> _Brano proposto_
────────────────────────────────────────

I ricercatori dell’Istituto di radioprotezione e sicurezza nucleare (IRSN), in Francia, hanno diffuso un comunicato nel quale spiegano che il rilascio di isotopi potrebbe essere avvenuto nell’impianto russo per il trattamento di rifiuti nucleari di Mayak, a poca distanza dalla città di Ozyorsk, nella Siberia occidentale. Altri esperti avevano fatto ipotesi simili alla fine dello scorso anno, ma le autorità russe avevano negato la circostanza e ancora oggi sostengono che non ci siano legami dimostrabili tra la nube radioattiva e le attività svolte a Mayak. L’Istituto di sicurezza nucleare dell’Accademia delle Science russa (IBRAE) si è riunito a Mosca alla fine di gennaio e, dopo un lungo dibattito, i suoi membri non sono arrivati a una posizione comune sulle origini della nube.
Basandosi su una simulazione al computer, a inizio ottobre 2017 i ricercatori dell’IRSN avevano concluso che la nube contenente Rutenio-106 si fosse originata negli Urali meridionali, circostanza confermata anche dai loro colleghi tedeschi. La simulazione aveva inoltre consentito di escludere un incidente nucleare di maggiore portata in una centrale russa, perché in quel caso la quantità di radioisotopi rilevata nell’aria sarebbe stata molto più alta.
Nella regione russa indicata dall’IRSN c’è l’impianto di Mayak, sito nucleare sulle cui attività il governo russo mantiene uno stretto riserbo e famoso per uno dei più gravi incidenti nucleari della storia, avvenuto nel 1957 quando un suo serbatoio esplose portando alla contaminazione di un’ampia area geografica e all’evacuazione dei centri abitati più vicini.
L’IRSN ipotizza che la perdita sia avvenuta nelle fasi di preparazione di un dispositivo altamente radioattivo, in lavorazione per conto dei laboratori del Gran Sasso dell’Istituto Nazionale di Fisica Nucleare italiano (INFN) per SOX, un nuovo esperimento sui neutrini: le particelle subatomiche elementari con una massa piccolissima e carica elettrica nulla, che viaggiano a velocità prossime a quella della luce e che sono invisibili alla vista (una particella subatomica è molto più piccola di un atomo). Studiandone le caratteristiche, i ricercatori possono capire come funziona l’Universo e avere nuovi elementi per comprendere da dove arriva la materia.

────────────────────────────────────────

> _Materiale fornito_
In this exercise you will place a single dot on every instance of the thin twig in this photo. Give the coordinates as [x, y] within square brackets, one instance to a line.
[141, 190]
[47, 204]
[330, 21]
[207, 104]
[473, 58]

────────────────────────────────────────

> _Consegna A_
Nel brano sulla nube radioattiva, in che anno esplose il serbatoio dell'impianto di Mayak?
> _Consegna B_
Restituisci dal brano sulla nube radioattiva tutto il testo che va da "Nella regione russa" giù fino a "abitati più vicini.".

> _Risposta completa A_
Nel 1957.

> _Risposta completa B_
Nella regione russa indicata dall’IRSN c’è l’impianto di Mayak, sito nucleare sulle cui attività il governo russo mantiene uno stretto riserbo e famoso per uno dei più gravi incidenti nucleari della storia, avvenuto nel 1957 quando un suo serbatoio esplose portando alla contaminazione di un’ampia area geografica e all’evacuazione dei centri abitati più vicini.